-- start of Data supplied --

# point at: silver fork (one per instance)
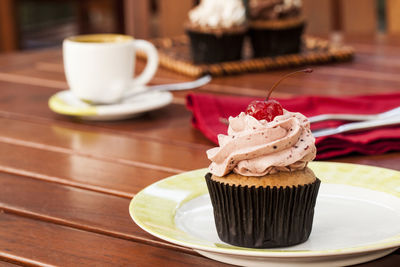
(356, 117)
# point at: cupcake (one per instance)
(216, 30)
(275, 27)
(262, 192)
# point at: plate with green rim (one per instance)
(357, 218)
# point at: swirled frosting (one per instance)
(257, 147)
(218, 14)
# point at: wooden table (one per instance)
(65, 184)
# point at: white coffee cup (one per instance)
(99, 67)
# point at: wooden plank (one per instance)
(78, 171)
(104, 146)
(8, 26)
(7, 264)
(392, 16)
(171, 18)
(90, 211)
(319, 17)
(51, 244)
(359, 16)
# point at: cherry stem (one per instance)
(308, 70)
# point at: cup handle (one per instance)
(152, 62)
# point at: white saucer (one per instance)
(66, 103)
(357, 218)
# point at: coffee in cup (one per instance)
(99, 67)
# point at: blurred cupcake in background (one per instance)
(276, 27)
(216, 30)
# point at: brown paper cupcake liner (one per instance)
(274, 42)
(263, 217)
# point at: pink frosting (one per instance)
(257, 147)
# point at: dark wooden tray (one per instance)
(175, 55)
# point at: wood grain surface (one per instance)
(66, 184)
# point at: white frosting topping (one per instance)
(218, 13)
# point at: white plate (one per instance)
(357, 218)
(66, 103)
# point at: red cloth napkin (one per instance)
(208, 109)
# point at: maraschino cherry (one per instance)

-- end of Data supplied --

Exercise instructions: Copy out every one of these rows word for word, leaving out the pictures.

The completed task:
# point at: silver fork (one per instance)
(356, 117)
# point at: cupcake (one per instance)
(216, 30)
(275, 27)
(262, 192)
# point at: plate with green rim (one per instance)
(357, 218)
# point at: swirled frosting (one per instance)
(257, 147)
(218, 14)
# point at: wooden table (one per instance)
(65, 184)
# point at: white coffee cup (one per instance)
(99, 67)
# point at: wooden plank (one per instance)
(78, 171)
(104, 146)
(8, 26)
(7, 264)
(392, 16)
(171, 18)
(90, 211)
(319, 17)
(51, 244)
(359, 16)
# point at: cherry stem (one per instance)
(308, 70)
# point at: cup handle (one per instance)
(152, 62)
# point at: white saucer (one per instance)
(66, 103)
(357, 218)
# point at: coffee in cup (one per instance)
(99, 67)
# point at: blurred cupcake in background (one per instance)
(276, 27)
(216, 30)
# point at: brown paper cupcake liner (one per instance)
(274, 42)
(263, 217)
# point at: pink frosting (one per instance)
(257, 147)
# point at: dark wooden tray (one per instance)
(175, 55)
# point at: wood grain surface (one per instance)
(66, 184)
# point at: white frosting topping (one per instance)
(218, 13)
# point at: white plate (one per instance)
(357, 218)
(66, 103)
# point at: red cloth napkin (one per instance)
(208, 109)
# point at: maraschino cherry (one per instance)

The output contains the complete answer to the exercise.